* Brano estratto:
╔══

Quando le canzoni indossano una forma

“Musica" è la ricerca artistica di Michele Ardu, che nelle sue fotografie ha dato un'immagine alle canzoni: “Ogni forma creata dal suono dura un solo istante e non sarà mai perfettamente identica alle altre, proprio come gli attimi della nostra vita, a volte simili, ma sempre nuovi e diversi”

Michele Ardu
Michele Ardu tra le sue opere nella Contini Contemporary Gallery a Mayfair, Londra

“Musica”, di Michele Ardu: quando le canzoni prendono forma

Una fotografia, racchiusa in una cornice. Dentro c’è una innocente e apparente scia di fumo per l’osservatore distratto. No, non è solo fumo, ha una forma, bisogna guardarla ancora più profondamente. Come ha fatto l’artista, uno che vede oltre le barriere.

Provate, sforzatevi di immaginare una canzone. Immaginate che forma possa avere se si potesse materializzare. Se quel testo e quella musica potessero rappresentare una figura.

Nella galleria Contini Contemporary, qui a Mayfair a Londra,  ci sono tante colonne di fumo, non una sola. Tante canzoni, suoni, significati scolpiti, dipinti dalle onde del suono. Suono che prende forma, modellandosi a suo piacimento.

Tante fotografie che contengono le canzoni con le loro forme. Si chiama, appunto, Musica.

Si piacciono il fumo e la musica, sono due amanti, innamorati, forse sposi. La freccia dell’Eros l’ha scoccata lui. Si chiama Michele Ardu. Di professione fa il cacciatore degli attimi che fuggono. Esprime l’arte attraverso la fotografia.

“Il suono e il fumo giocano a rincorrersi, ad abbracciarsi e abbandonarsi, come in una danza infinita. Musica dimostra poi nello scorrere incessante della linea di fumo che il tempo passa, sempre, senza pause e che, come diceva Eraclito, tutto scorre. Noi e tutto ciò che ci circonda siamo in costante e perenne evoluzione”, dice Ardu.

“Ogni forma creata dal suono dura un solo istante e non sarà mai perfettamente identica alle altre, proprio come gli attimi della nostra vita, a volte simili, ma sempre nuovi e diversi. Le onde sonore che attraversano la colonna di fumo, interrompendone l’equilibrio, sono quelle persone o quegli eventi che ci sconvolgono la vita, che ci forgiano, che creano istanti degni di essere memorie, che ci fanno riflettere su chi siamo, chi eravamo e chi saremo”.

Si chiama, appunto, Musica la sua mostra fotografica, il suo lavoro che lui stesso guarda con passione tutte le volte che poggia gli occhi su un suo ritratto musicale. Perché di questo si tratta: una canzone che si fa dipingere dal fumo, che si fa attraversare, scolpire, immortalare per consegnare quell’attimo che non tornerà mai più.

Quello che mi fa capire Michele Ardu è la risposta che mi dà quando gli chiedo cosa siano per lui l’arte e la creatività. Cosa possa contenere un’immagine fotografica che ritrae una colonna di fumo, figlio dell’incenso che ne dona la vita.

╚══

* Materiale di partenza:

╔══

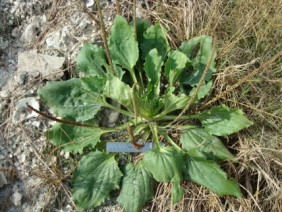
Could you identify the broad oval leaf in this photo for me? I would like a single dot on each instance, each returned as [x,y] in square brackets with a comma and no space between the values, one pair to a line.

╚══

* Cosa si chiede:
**1.** Dal brano su Michele Ardu ricopia tutto, da "Si chiama, appunto, Musica la" giù fino a "tornerà mai più.", mettendo "esposizione fotografica" al posto di "mostra fotografica".
**2.** Per favore, traduci in inglese questa frase del brano su Michele Ardu: "Di professione fa il cacciatore degli attimi che fuggono."
Il materiale è a sé stante e non fa parte del brano.

* Risposte ai compiti:
**1.**
Si chiama, appunto, Musica la sua esposizione fotografica, il suo lavoro che lui stesso guarda con passione tutte le volte che poggia gli occhi su un suo ritratto musicale. Perché di questo si tratta: una canzone che si fa dipingere dal fumo, che si fa attraversare, scolpire, immortalare per consegnare quell’attimo che non tornerà mai più.

**2.** By profession he is a hunter of fleeting moments.